→ What to produce
Without reproducing any image, print the listing below exactly.
Top of Data in this exercise
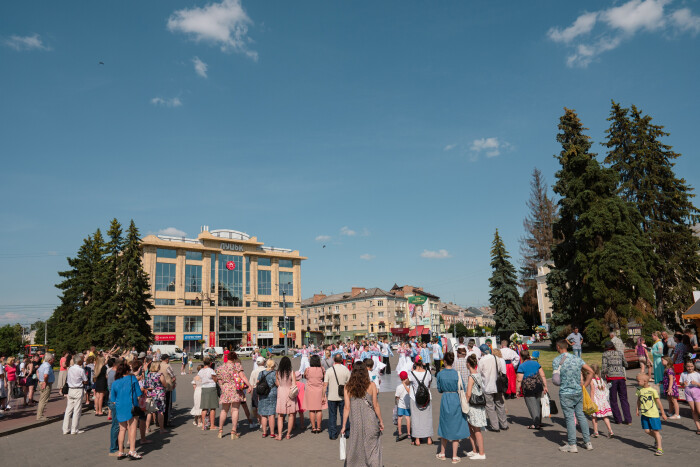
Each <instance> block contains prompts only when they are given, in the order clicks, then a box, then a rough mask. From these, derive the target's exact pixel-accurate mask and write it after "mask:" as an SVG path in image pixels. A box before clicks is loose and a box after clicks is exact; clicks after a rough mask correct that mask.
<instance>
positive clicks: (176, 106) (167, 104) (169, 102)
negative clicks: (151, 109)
mask: <svg viewBox="0 0 700 467" xmlns="http://www.w3.org/2000/svg"><path fill="white" fill-rule="evenodd" d="M151 104H153V105H159V106H161V107H180V106H181V105H182V101H181V100H180V98H179V97H169V98H168V97H166V98H162V97H154V98H153V99H151Z"/></svg>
Bottom of Data in this exercise
→ Written solution
Each <instance> block contains prompts only when they are given, in the order clicks, then a box, then a rough mask. From these, derive the target's exact pixel-accurate mask and write it after "mask:" as an SVG path in image pixels. A box before clicks is loose and a box after clicks is exact; clicks after a rough mask correct that mask.
<instance>
positive clicks: (176, 106) (167, 104) (169, 102)
negative clicks: (151, 109)
mask: <svg viewBox="0 0 700 467" xmlns="http://www.w3.org/2000/svg"><path fill="white" fill-rule="evenodd" d="M151 104H153V105H159V106H161V107H180V106H181V105H182V101H181V100H180V98H179V97H169V98H168V97H166V98H162V97H154V98H153V99H151Z"/></svg>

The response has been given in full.